**DONNÉES AFFICHÉES**
·····
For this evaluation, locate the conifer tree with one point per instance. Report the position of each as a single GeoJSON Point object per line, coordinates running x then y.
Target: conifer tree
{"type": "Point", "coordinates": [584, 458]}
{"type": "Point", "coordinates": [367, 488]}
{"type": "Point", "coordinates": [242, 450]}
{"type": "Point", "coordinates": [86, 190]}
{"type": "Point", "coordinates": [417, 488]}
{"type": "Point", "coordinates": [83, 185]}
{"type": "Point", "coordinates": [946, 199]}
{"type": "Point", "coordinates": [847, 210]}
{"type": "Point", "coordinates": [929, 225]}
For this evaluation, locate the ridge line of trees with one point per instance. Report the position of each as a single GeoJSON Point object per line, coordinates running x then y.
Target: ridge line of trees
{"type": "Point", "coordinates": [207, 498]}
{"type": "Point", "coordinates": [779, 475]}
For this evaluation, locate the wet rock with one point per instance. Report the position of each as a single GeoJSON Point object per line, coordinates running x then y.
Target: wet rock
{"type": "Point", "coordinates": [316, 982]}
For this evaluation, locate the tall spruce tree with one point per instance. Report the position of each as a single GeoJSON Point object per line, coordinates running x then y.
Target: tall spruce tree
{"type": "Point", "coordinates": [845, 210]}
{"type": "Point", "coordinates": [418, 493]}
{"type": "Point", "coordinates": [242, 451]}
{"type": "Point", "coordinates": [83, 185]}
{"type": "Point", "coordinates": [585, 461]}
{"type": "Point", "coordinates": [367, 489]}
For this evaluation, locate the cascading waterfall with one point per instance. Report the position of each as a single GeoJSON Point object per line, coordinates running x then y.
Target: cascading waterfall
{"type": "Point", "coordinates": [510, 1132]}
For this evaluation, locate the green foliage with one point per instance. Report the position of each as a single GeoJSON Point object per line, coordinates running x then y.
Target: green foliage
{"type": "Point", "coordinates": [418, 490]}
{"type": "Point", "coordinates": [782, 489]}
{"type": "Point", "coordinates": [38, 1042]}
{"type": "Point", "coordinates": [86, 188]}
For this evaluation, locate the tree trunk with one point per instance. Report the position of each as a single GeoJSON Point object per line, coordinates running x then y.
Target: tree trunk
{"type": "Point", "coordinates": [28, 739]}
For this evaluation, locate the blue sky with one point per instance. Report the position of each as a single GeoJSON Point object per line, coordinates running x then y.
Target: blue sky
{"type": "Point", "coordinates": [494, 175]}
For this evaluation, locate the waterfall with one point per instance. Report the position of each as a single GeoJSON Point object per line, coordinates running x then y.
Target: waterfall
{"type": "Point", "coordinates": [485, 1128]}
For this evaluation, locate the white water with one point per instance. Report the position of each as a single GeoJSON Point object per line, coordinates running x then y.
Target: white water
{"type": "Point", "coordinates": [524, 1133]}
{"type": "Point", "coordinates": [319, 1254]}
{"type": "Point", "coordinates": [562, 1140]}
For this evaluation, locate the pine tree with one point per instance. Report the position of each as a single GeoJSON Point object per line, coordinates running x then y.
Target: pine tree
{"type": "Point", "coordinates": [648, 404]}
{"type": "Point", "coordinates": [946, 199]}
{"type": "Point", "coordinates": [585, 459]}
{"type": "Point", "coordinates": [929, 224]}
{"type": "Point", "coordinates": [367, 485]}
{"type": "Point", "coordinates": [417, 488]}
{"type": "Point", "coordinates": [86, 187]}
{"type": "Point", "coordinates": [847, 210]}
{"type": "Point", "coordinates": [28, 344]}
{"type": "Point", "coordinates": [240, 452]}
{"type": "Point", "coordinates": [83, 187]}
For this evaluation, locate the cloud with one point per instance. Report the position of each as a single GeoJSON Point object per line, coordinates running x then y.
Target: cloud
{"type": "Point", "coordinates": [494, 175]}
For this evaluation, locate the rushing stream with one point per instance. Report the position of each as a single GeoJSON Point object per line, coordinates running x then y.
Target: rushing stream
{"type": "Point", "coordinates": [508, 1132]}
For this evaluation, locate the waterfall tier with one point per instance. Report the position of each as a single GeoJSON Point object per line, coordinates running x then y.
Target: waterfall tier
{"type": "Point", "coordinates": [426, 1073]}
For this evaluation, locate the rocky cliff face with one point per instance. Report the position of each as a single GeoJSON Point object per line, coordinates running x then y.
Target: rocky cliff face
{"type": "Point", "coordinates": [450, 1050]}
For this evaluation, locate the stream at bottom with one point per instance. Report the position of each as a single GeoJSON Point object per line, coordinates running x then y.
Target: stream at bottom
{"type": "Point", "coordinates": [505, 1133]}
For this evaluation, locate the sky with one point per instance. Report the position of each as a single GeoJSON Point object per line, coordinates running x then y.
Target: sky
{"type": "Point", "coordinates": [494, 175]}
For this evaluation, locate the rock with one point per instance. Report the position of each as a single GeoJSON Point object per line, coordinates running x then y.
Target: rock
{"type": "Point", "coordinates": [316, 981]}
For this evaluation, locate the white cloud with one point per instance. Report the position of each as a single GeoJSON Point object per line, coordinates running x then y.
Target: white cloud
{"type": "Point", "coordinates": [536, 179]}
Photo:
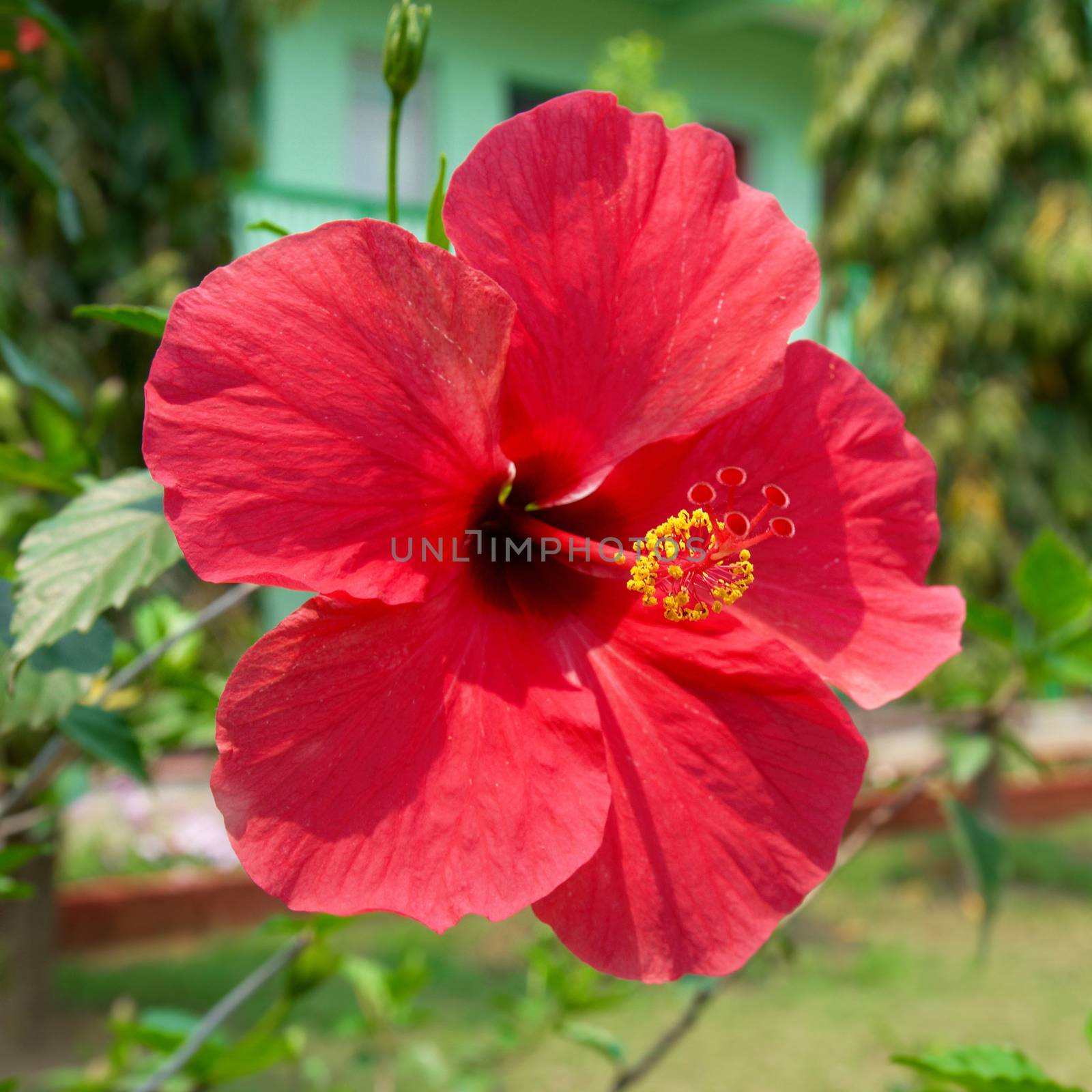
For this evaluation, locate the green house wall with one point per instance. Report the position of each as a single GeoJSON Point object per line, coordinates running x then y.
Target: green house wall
{"type": "Point", "coordinates": [740, 66]}
{"type": "Point", "coordinates": [738, 69]}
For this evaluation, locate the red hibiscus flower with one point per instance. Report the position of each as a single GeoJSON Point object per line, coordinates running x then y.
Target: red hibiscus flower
{"type": "Point", "coordinates": [30, 35]}
{"type": "Point", "coordinates": [650, 755]}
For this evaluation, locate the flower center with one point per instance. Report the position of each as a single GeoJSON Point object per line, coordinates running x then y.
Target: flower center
{"type": "Point", "coordinates": [696, 562]}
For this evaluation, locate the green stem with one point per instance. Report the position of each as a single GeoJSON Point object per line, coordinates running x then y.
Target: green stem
{"type": "Point", "coordinates": [392, 162]}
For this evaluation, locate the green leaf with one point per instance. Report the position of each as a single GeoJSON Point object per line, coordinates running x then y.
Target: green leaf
{"type": "Point", "coordinates": [107, 736]}
{"type": "Point", "coordinates": [983, 1069]}
{"type": "Point", "coordinates": [991, 622]}
{"type": "Point", "coordinates": [1053, 582]}
{"type": "Point", "coordinates": [36, 378]}
{"type": "Point", "coordinates": [982, 852]}
{"type": "Point", "coordinates": [19, 469]}
{"type": "Point", "coordinates": [968, 755]}
{"type": "Point", "coordinates": [597, 1039]}
{"type": "Point", "coordinates": [369, 980]}
{"type": "Point", "coordinates": [1019, 749]}
{"type": "Point", "coordinates": [254, 1054]}
{"type": "Point", "coordinates": [145, 320]}
{"type": "Point", "coordinates": [14, 857]}
{"type": "Point", "coordinates": [11, 890]}
{"type": "Point", "coordinates": [268, 225]}
{"type": "Point", "coordinates": [434, 223]}
{"type": "Point", "coordinates": [90, 556]}
{"type": "Point", "coordinates": [1072, 661]}
{"type": "Point", "coordinates": [55, 678]}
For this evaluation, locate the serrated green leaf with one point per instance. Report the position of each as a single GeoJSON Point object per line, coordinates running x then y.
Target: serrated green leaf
{"type": "Point", "coordinates": [968, 755]}
{"type": "Point", "coordinates": [19, 469]}
{"type": "Point", "coordinates": [1053, 582]}
{"type": "Point", "coordinates": [145, 320]}
{"type": "Point", "coordinates": [983, 1069]}
{"type": "Point", "coordinates": [80, 653]}
{"type": "Point", "coordinates": [55, 678]}
{"type": "Point", "coordinates": [434, 223]}
{"type": "Point", "coordinates": [107, 736]}
{"type": "Point", "coordinates": [36, 378]}
{"type": "Point", "coordinates": [595, 1039]}
{"type": "Point", "coordinates": [90, 556]}
{"type": "Point", "coordinates": [982, 852]}
{"type": "Point", "coordinates": [268, 225]}
{"type": "Point", "coordinates": [991, 622]}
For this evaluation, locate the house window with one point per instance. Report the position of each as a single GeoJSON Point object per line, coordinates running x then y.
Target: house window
{"type": "Point", "coordinates": [369, 117]}
{"type": "Point", "coordinates": [523, 96]}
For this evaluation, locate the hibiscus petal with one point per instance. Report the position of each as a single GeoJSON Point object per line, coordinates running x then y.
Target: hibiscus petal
{"type": "Point", "coordinates": [424, 759]}
{"type": "Point", "coordinates": [733, 770]}
{"type": "Point", "coordinates": [655, 292]}
{"type": "Point", "coordinates": [846, 592]}
{"type": "Point", "coordinates": [321, 396]}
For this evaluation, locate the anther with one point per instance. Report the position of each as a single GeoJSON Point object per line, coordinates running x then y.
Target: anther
{"type": "Point", "coordinates": [702, 494]}
{"type": "Point", "coordinates": [775, 496]}
{"type": "Point", "coordinates": [737, 524]}
{"type": "Point", "coordinates": [732, 475]}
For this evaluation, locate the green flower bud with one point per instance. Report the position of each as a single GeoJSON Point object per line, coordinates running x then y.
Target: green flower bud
{"type": "Point", "coordinates": [404, 46]}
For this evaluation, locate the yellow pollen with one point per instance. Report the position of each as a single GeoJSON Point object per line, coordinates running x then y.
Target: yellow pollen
{"type": "Point", "coordinates": [691, 538]}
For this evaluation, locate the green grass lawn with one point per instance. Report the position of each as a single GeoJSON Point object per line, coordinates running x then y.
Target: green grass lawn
{"type": "Point", "coordinates": [884, 964]}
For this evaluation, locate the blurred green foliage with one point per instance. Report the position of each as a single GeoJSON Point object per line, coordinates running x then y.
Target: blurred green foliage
{"type": "Point", "coordinates": [631, 68]}
{"type": "Point", "coordinates": [957, 138]}
{"type": "Point", "coordinates": [117, 161]}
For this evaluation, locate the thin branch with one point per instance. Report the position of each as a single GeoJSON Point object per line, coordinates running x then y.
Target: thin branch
{"type": "Point", "coordinates": [879, 817]}
{"type": "Point", "coordinates": [58, 751]}
{"type": "Point", "coordinates": [223, 1009]}
{"type": "Point", "coordinates": [225, 602]}
{"type": "Point", "coordinates": [670, 1037]}
{"type": "Point", "coordinates": [25, 820]}
{"type": "Point", "coordinates": [851, 846]}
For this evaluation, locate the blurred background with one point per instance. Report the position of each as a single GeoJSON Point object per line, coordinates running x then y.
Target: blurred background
{"type": "Point", "coordinates": [939, 156]}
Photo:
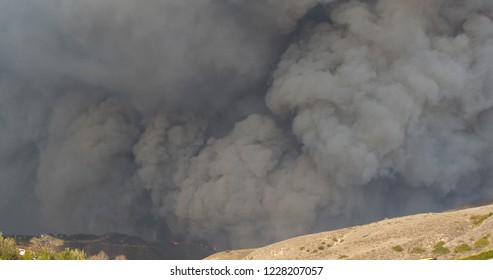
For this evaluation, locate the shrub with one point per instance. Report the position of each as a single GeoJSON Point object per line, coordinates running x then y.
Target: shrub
·····
**PETIT PROBLÈME**
Recopiez telles quelles les lignes des enregistrements à partir de celle qui contient « For this evaluation, locate the thin », celle-ci comprise, jusqu'à la toute fin des enregistrements. N'incluez pas les images dans votre réponse.

**RÉPONSE**
For this evaluation, locate the thin branch with one point per instance. Report the position of each as a single GeoJSON Point object per line, coordinates running x then y.
Target: thin branch
{"type": "Point", "coordinates": [879, 817]}
{"type": "Point", "coordinates": [58, 751]}
{"type": "Point", "coordinates": [223, 1009]}
{"type": "Point", "coordinates": [225, 602]}
{"type": "Point", "coordinates": [670, 1037]}
{"type": "Point", "coordinates": [25, 820]}
{"type": "Point", "coordinates": [851, 846]}
For this evaluation, locate the blurred background with one point per instance. Report the position of each as a single GeoJSON Point object per line, coordinates running x then y.
Target: blurred background
{"type": "Point", "coordinates": [939, 156]}
Photo:
For this evaluation, locate the shrub with one point per instance. Report the position of each as a single GeoJSON Point object per line, coordinates running x then y.
Target: shrub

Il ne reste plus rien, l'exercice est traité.